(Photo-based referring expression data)
++++

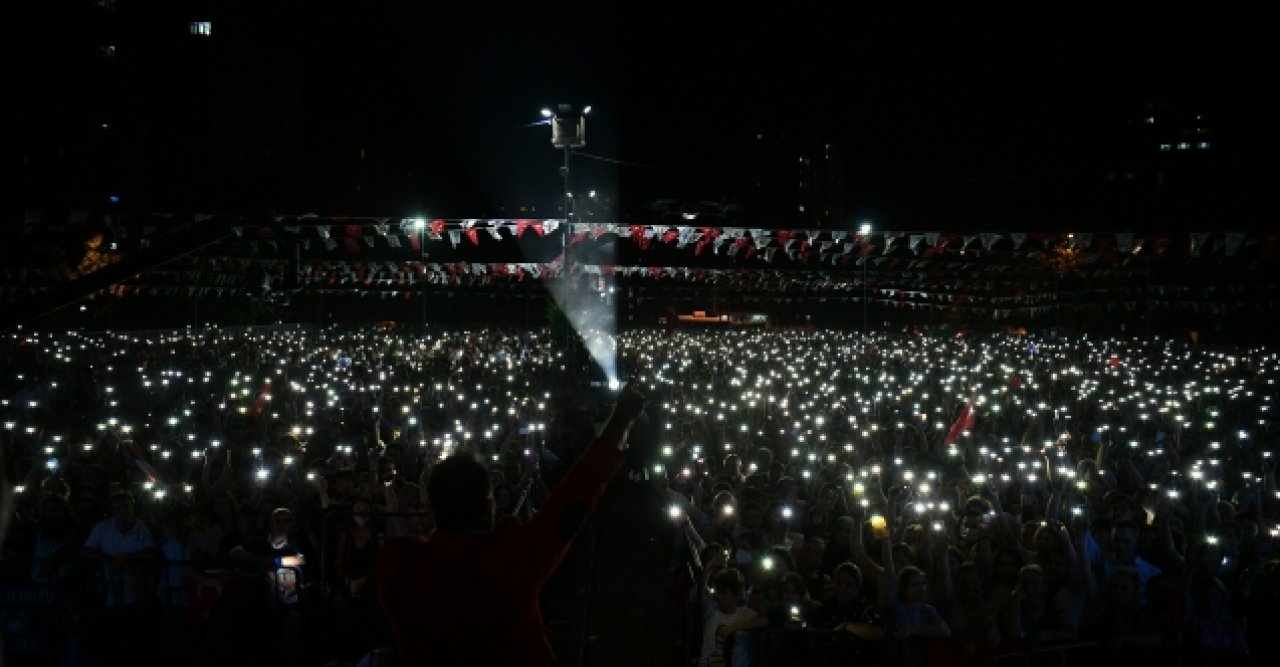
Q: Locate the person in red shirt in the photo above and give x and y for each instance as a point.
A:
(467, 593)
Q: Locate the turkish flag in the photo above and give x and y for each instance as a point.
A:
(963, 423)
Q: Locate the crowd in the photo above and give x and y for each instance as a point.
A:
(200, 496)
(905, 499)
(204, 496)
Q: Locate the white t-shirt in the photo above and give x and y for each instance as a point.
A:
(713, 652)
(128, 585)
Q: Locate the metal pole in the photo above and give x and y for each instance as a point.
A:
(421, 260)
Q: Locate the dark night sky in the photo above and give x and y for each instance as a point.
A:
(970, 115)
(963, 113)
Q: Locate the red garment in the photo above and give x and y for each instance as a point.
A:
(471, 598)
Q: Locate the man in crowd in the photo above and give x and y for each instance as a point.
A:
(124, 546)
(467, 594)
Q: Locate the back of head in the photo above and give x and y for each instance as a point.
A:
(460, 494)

++++

§ TASK DIRECTIONS
Write the data above out exactly. Leave out any pictures.

§ OUTPUT OF THE TASK
Q: Locate the person in red shirt in the photo above and give x and y for each instance as a point.
A:
(467, 593)
Q: Locate the turkish flag in the photo above and give x and y for each instance as a point.
A:
(963, 423)
Q: Locate the crowd in the photo above and give x and y for each instance as a point.
A:
(200, 496)
(905, 499)
(204, 496)
Q: Locate the white t-shirt in the photo above and give x and y for each instance as a point.
A:
(713, 652)
(128, 585)
Q: Locate the metal pole in the photo above and give x and y for each instance as a point.
A:
(421, 260)
Q: Locate the dark night sky in the photo above and give x and y for each instance as a point.
A:
(970, 115)
(963, 113)
Q: Locate the red garment in the photo above and give x and y for each instance as a point.
A:
(471, 598)
Q: Locate the man in crowd in the photo above and give x and y for each instance as a point.
A:
(124, 546)
(467, 594)
Q: Locate the back of head in the photo above and give x and y for each instance as a point.
A:
(460, 494)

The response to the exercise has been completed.